Material for the task —
# # # # # # #

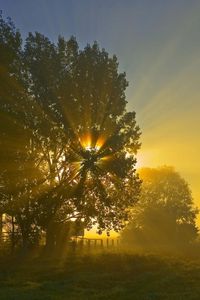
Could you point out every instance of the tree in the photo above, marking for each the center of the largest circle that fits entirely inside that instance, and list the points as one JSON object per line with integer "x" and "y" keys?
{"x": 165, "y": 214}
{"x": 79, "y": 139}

# # # # # # #

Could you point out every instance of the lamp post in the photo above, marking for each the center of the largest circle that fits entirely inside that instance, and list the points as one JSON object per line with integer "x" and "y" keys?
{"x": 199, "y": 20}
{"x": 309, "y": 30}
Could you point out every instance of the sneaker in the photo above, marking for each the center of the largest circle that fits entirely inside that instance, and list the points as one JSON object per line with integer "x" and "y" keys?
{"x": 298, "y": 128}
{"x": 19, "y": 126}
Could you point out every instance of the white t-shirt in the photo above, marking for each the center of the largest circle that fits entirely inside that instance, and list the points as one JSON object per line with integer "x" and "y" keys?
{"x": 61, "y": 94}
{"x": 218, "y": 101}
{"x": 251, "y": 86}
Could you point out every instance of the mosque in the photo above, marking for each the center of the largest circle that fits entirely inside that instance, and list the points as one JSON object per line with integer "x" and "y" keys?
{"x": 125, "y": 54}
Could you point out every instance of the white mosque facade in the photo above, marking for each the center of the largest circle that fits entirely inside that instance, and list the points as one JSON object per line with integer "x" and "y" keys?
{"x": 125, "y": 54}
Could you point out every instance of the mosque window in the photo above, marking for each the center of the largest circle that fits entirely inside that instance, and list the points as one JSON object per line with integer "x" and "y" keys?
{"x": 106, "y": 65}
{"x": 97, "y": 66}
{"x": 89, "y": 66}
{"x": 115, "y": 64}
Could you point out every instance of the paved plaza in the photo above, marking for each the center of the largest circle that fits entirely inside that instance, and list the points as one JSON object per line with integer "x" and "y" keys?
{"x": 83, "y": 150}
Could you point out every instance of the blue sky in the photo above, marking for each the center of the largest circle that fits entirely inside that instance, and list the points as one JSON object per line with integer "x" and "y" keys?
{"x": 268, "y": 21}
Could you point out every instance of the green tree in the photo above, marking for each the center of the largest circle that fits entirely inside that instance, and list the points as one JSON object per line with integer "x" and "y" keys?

# # # # # # #

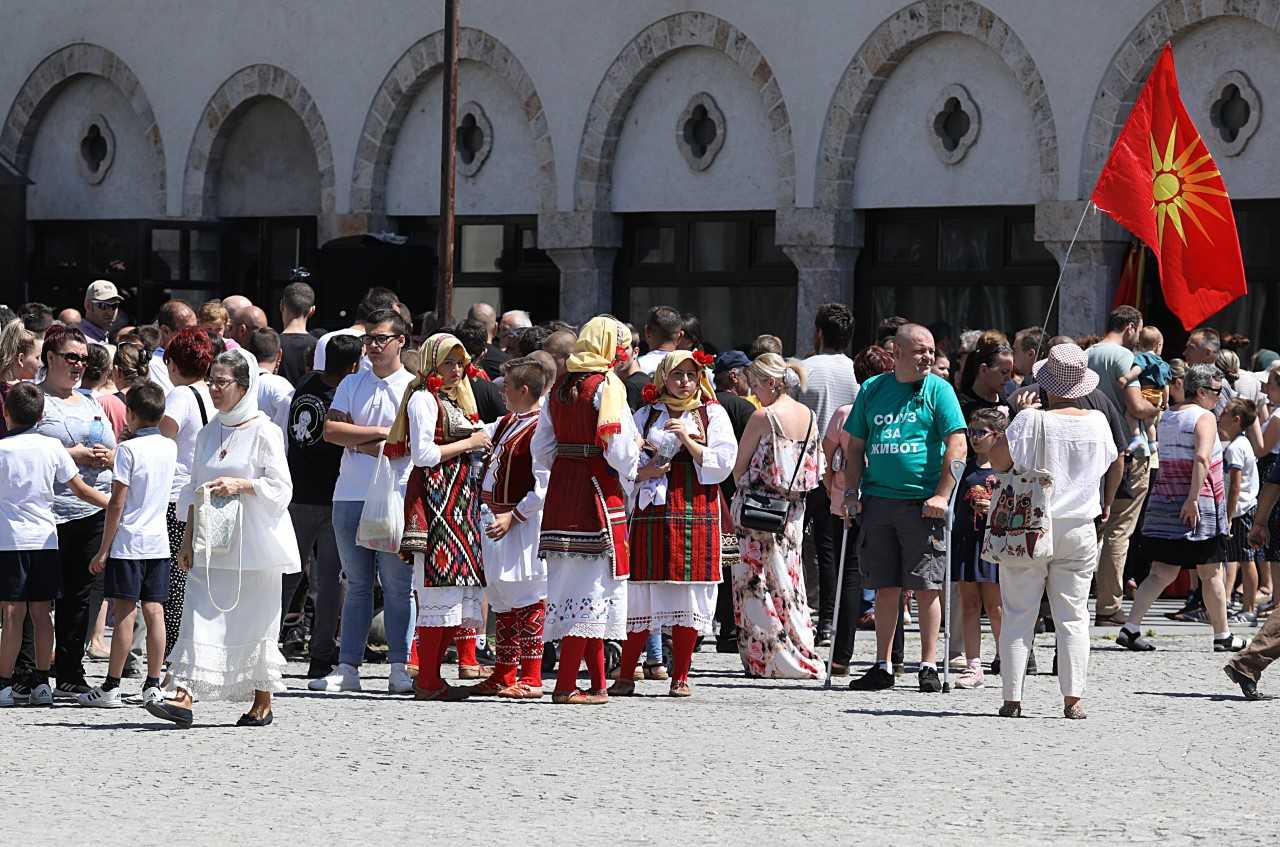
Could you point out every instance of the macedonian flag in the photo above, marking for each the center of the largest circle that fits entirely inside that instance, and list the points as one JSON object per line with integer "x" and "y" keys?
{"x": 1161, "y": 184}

# # # # # # #

How many lines of the data above contain the string "mosque" with its case matched exactly? Reply with the number only.

3